┌────────

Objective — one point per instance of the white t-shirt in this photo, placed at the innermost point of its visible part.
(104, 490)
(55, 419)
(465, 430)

└────────
┌────────

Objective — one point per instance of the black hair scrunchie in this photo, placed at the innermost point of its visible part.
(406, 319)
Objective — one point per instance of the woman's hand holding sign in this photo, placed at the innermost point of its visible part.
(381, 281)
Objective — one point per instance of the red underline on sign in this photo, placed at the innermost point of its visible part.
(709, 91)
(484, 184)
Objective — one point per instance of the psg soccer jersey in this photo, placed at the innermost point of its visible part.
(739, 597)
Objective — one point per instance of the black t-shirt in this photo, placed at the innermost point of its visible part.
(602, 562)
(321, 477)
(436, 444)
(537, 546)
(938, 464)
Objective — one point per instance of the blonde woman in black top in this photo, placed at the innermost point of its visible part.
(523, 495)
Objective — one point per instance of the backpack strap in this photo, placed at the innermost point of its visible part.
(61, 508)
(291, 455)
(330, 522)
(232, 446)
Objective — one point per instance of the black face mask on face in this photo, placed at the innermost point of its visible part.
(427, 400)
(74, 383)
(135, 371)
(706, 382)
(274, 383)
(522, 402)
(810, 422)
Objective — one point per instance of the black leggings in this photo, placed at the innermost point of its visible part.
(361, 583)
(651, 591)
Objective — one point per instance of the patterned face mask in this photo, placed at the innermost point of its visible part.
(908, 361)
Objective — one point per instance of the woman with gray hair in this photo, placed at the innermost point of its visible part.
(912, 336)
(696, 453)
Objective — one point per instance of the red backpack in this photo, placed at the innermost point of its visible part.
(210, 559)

└────────

Please report every line of the material above that contains the string "shirt", copying each such line in full. Case counts when matching.

Objective — one point per instance of the white t-shirt in this photo, placed at the innermost point of its visible part.
Objective — one point per instance of the black t-shirt in this photo, placed at the innermost point of its visible part.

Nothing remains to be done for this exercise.